Stated goal. Please give back every line below exactly, leaving out the pictures.

## BEGIN

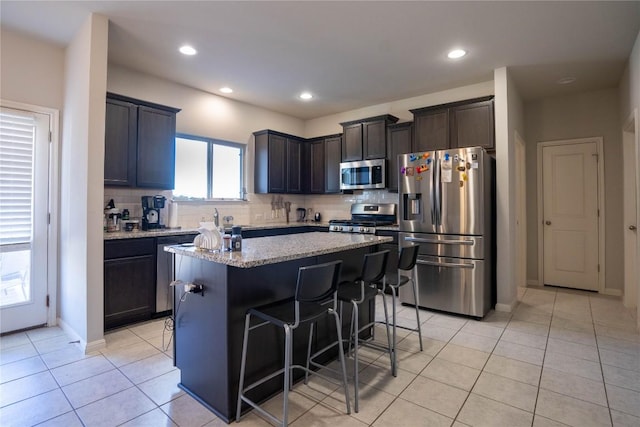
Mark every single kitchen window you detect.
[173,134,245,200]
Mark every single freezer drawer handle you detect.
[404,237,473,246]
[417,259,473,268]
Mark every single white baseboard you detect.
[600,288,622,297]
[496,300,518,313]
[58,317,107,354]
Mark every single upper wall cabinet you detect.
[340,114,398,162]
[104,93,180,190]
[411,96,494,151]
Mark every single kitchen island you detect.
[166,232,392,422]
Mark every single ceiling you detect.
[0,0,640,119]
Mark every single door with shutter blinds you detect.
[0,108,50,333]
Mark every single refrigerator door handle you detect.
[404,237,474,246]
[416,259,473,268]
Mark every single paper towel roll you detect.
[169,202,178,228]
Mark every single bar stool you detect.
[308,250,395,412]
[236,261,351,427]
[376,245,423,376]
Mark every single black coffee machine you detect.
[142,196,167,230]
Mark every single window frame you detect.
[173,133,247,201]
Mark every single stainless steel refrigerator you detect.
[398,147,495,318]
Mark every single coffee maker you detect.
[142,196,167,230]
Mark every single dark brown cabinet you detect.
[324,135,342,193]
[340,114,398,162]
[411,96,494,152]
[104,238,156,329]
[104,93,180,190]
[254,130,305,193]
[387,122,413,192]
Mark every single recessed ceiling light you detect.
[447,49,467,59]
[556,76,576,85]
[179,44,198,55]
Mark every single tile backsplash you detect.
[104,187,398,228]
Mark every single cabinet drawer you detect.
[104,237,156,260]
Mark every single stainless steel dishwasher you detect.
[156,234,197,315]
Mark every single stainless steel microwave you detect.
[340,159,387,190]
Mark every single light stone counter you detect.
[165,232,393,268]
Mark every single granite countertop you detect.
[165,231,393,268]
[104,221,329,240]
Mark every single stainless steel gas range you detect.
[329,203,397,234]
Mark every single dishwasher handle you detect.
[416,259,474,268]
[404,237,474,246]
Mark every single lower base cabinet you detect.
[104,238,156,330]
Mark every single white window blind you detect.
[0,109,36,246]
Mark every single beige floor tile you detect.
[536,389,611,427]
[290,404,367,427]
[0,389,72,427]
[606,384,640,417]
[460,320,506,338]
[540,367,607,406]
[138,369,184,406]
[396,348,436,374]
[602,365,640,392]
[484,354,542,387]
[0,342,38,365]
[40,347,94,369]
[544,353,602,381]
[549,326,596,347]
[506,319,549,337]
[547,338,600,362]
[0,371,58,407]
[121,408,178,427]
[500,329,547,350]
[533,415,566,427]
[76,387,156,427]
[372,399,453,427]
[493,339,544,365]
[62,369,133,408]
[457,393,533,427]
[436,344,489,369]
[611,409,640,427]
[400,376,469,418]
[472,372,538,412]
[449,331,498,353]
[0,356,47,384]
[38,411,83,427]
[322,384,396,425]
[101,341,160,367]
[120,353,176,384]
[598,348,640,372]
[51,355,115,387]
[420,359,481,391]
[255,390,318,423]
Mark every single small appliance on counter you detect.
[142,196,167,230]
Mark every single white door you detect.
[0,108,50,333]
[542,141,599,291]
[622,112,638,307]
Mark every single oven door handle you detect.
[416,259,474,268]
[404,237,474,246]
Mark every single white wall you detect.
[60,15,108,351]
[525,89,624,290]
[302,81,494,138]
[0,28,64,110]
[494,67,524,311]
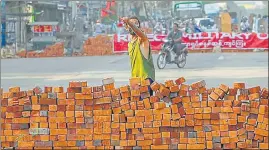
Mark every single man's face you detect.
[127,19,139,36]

## END

Solution.
Mark every single kitchen window you detect.
[173,134,245,200]
Mark every single freezer drawer handle you detect.
[404,237,473,246]
[417,259,473,268]
Mark every single white baseboard you detect.
[600,288,622,297]
[496,300,518,313]
[58,317,107,354]
Mark every single upper wall cabinet you detect.
[340,114,398,162]
[104,93,180,190]
[411,96,494,151]
Mark every single kitchen island you detect.
[166,232,392,422]
Mark every single ceiling you detect.
[0,0,640,119]
Mark every single door with shutter blinds you detect.
[0,108,50,333]
Mark every single refrigerator door handle you detect.
[404,237,474,246]
[416,259,473,268]
Mark every single paper towel roll you detect.
[169,202,178,228]
Mark every single bar stool you detect.
[308,250,395,412]
[236,261,351,427]
[376,245,423,376]
Mark every single black coffee machine you detect.
[142,196,167,230]
Mark every single window frame you detect.
[173,133,247,201]
Mark every single stainless steel refrigerator you detect.
[398,147,495,318]
Mark every single coffee maker you detect.
[142,196,167,230]
Mark every single dark brown cabinet you detect.
[324,135,342,193]
[340,114,398,162]
[411,96,494,152]
[104,238,156,329]
[104,93,180,190]
[254,130,305,193]
[387,122,413,192]
Mark every single recessed ceiling light you detect.
[447,49,467,59]
[556,76,576,85]
[179,44,198,55]
Mark every single tile backsplash you detect.
[104,187,398,228]
Mark every single cabinet drawer you detect.
[104,237,156,260]
Mark every single stainless steel dishwasher you detect.
[156,234,197,315]
Mark every single stainless steel microwave you detect.
[340,159,387,190]
Mark every single light stone counter you detect.
[165,232,393,268]
Mark every single granite countertop you detect.
[165,231,393,268]
[104,221,329,240]
Mark every single stainless steel gas range you detect.
[329,203,397,234]
Mark every single dishwasher handle you detect.
[416,259,474,268]
[404,237,474,246]
Mark every single lower base cabinet you detect.
[104,238,156,330]
Mark every single white window blind you detect.
[0,109,36,246]
Mark every single beige floor tile you detect.
[536,389,611,427]
[290,404,367,427]
[0,389,72,427]
[606,384,640,417]
[460,320,506,338]
[540,367,607,406]
[138,369,184,406]
[396,348,436,374]
[602,365,640,392]
[484,354,542,387]
[0,342,38,365]
[40,347,94,369]
[544,353,602,381]
[549,326,596,347]
[506,319,549,337]
[547,338,600,362]
[0,371,58,407]
[121,408,178,427]
[500,329,547,350]
[533,415,566,427]
[76,387,156,427]
[372,399,453,427]
[493,339,544,365]
[62,369,133,408]
[457,393,533,427]
[436,344,489,369]
[611,409,640,427]
[400,376,469,418]
[472,372,538,412]
[449,331,498,353]
[0,356,47,384]
[38,411,83,427]
[322,384,396,425]
[101,341,160,367]
[120,353,176,384]
[598,348,640,372]
[51,355,115,387]
[420,359,481,391]
[255,390,318,423]
Mark every single small appliance on counter you detect.
[142,196,167,230]
Mark every single white door you detect.
[0,108,50,333]
[542,141,599,291]
[622,112,638,307]
Mark every single oven door handle you detect.
[416,259,474,268]
[404,237,474,246]
Mark every single white wall you detect.
[60,15,108,351]
[525,89,624,290]
[302,81,494,138]
[0,28,64,110]
[494,67,524,311]
Mark every single man's face you detect.
[127,19,139,36]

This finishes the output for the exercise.